§ SELECTED TEXT:
— Begin —

On that basis, the policy did not respond.
Was The Building Complex Arrow's 'Product'?
Justice MacKenzie commented briefly on how the defective products exclusion would apply, if there had been cover under the operative clause. These comments are not strictly binding because they did not form part of the Court's actual decision. However, they are useful for insurers to see how a court might answer this question. The question here was whether the apartment complex was a 'product'. The exclusion was as follows:
This Policy does not insure against liability for the cost of rectifying any defect in any Product, or the cost of repairing or replacing or making any refund of the price paid for any Product, by reason of the Product having proved defective, harmful or unsuitable for its intended purpose.
The definition of 'product' is:
'Products' or 'Product' means any property... manufactured, constructed, erected...sold, supplied or distributed by the Insured, after the property has ceased to be in the insured's possession and control.
QBE argued that the defective products exclusion applied, which meant indemnity for the part of the settlement sum attributable to remedial works would have been excluded. Arrow argued that the apartment complex was not a 'product' and that any ambiguity in the language of the exclusion should be resolved against QBE.
The Court found that a building comes within the definition of 'product' in the policy because the word 'property' is not limited to goods. It therefore found that the defective products exclusion would have applied, so as to exclude liability for the cost of repairing or replacing the defects. His Honour formed this view even though the building work was entirely done by subcontractors and not Arrow itself.

— End —

§ SHORT PROBLEM: Restate the passage on the defective products exclusion from "QBE argued that" up to and including "resolved against QBE.", substituting "rectification works" for "remedial works".

§ SUPPLIED MATERIAL:
— Begin —

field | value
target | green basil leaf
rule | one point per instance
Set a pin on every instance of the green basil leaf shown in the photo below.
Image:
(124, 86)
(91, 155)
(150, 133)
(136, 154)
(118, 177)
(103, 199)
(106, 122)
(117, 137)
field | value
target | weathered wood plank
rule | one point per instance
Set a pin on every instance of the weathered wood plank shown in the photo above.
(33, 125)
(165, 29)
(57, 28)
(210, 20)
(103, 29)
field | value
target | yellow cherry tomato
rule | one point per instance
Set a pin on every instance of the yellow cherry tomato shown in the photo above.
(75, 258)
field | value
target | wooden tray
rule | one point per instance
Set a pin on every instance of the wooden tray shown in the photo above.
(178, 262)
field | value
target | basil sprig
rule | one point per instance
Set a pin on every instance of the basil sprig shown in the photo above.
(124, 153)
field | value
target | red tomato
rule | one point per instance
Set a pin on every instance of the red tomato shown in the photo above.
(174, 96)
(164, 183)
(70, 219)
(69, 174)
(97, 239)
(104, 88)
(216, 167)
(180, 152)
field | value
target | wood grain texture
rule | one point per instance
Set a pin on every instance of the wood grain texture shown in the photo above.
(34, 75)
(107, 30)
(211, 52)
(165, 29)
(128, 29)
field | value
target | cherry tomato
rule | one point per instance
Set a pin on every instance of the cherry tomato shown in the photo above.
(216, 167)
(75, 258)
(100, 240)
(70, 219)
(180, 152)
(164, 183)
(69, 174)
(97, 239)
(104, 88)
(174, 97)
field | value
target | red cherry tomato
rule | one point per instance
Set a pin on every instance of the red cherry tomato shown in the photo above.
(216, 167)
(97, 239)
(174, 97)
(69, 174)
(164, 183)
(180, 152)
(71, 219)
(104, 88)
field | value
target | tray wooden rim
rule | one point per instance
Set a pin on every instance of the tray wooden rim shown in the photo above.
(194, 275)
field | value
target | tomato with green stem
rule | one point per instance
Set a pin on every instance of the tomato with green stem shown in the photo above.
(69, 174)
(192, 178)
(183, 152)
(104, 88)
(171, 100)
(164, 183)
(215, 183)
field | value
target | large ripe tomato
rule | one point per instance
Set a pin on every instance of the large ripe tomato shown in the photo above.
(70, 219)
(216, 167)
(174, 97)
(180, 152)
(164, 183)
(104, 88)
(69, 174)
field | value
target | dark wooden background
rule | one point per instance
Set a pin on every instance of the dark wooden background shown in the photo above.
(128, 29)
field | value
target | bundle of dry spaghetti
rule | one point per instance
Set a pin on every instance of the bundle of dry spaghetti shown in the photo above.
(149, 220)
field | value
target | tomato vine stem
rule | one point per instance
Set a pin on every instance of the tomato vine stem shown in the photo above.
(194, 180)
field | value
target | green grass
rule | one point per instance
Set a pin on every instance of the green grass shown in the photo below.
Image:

— End —

§ ANSWER TO THE PROBLEM:
QBE argued that the defective products exclusion applied, which meant indemnity for the part of the settlement sum attributable to rectification works would have been excluded. Arrow argued that the apartment complex was not a 'product' and that any ambiguity in the language of the exclusion should be resolved against QBE.